Copy out all the lines in the records that include the word "pedal".

-*-

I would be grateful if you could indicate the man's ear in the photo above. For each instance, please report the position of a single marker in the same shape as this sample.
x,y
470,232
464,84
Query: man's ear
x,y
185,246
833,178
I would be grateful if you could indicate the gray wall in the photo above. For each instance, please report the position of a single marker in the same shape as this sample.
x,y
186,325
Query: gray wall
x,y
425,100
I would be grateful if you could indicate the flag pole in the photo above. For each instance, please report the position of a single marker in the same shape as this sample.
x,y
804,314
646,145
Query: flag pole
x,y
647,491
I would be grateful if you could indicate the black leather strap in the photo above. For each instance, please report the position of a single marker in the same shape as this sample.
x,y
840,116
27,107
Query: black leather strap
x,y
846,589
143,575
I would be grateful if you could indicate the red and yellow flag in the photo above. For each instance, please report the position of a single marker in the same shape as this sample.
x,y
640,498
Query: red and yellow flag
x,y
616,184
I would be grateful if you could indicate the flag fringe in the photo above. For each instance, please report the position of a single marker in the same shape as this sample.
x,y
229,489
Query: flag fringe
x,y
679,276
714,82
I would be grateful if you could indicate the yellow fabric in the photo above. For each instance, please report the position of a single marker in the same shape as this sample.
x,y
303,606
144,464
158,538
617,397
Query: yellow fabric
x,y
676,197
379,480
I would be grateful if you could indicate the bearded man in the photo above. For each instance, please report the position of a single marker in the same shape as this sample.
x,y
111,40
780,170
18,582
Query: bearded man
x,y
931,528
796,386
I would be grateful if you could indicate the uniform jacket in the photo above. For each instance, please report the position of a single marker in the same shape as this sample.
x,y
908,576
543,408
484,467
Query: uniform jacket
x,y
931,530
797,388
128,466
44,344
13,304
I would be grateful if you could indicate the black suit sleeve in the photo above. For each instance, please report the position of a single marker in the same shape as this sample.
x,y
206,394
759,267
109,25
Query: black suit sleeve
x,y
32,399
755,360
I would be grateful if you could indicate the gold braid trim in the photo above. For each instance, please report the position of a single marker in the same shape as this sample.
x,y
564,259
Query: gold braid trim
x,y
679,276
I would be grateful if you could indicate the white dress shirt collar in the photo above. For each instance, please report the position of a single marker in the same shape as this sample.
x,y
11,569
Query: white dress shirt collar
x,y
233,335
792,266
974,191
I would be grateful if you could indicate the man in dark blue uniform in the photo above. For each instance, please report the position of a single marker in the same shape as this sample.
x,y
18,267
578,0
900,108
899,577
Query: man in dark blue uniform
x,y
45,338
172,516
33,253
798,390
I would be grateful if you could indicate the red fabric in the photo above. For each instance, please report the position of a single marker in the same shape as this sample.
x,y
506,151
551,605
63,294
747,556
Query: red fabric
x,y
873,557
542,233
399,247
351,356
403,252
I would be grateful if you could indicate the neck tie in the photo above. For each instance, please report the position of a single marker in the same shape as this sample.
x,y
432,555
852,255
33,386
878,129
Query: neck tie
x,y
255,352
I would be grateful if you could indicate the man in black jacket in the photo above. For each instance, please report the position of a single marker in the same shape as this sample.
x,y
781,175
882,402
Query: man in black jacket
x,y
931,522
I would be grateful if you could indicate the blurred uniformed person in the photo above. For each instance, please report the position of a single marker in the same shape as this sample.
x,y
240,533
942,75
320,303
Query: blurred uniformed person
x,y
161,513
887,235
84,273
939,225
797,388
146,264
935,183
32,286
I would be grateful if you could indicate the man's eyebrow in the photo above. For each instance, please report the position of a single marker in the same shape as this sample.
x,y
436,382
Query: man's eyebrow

-*-

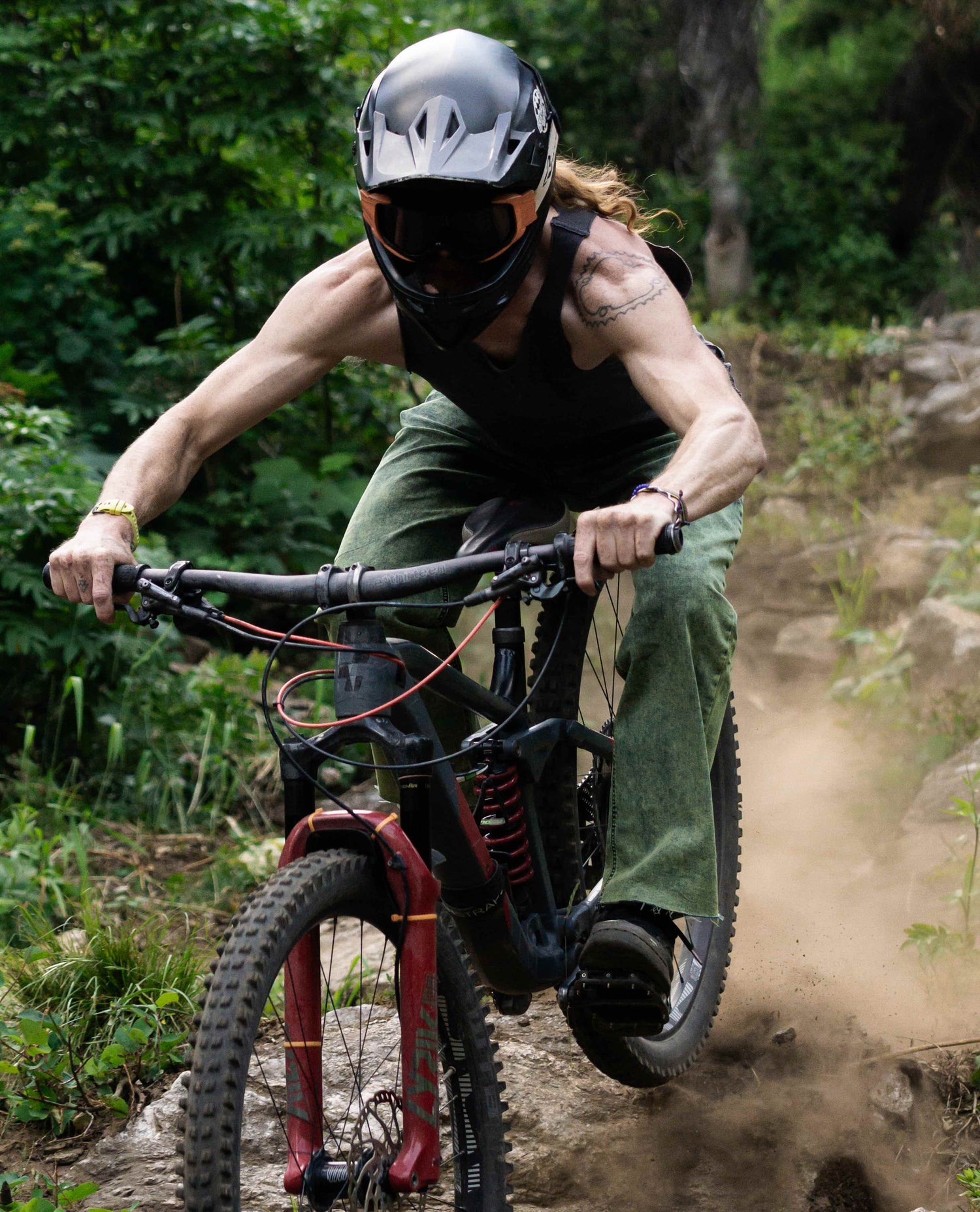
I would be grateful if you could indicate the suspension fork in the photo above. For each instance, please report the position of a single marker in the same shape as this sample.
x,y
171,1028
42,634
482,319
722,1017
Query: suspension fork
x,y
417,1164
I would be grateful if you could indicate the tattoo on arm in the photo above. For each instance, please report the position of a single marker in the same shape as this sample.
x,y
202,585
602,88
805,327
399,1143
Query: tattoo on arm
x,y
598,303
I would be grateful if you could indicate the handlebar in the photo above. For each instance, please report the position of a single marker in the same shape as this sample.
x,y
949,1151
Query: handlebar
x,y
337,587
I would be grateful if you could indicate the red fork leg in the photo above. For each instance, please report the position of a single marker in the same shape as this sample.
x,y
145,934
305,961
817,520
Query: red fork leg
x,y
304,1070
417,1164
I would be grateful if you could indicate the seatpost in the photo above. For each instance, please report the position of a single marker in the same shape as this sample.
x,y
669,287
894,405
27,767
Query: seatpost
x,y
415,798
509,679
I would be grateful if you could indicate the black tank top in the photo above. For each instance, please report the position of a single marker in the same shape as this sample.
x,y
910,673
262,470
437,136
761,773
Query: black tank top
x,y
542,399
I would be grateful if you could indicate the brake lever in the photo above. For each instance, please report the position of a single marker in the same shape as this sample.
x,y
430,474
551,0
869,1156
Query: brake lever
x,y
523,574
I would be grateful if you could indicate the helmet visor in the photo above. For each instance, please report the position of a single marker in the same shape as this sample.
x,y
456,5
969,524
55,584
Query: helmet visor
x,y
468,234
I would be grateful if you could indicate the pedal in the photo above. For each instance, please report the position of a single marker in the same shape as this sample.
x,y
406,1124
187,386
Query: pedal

-*-

Answer section:
I would be grateful if you could indicate the pedal in the photo above. For each instance, please report the position of a single marker in the same shape as this sample.
Query: pedal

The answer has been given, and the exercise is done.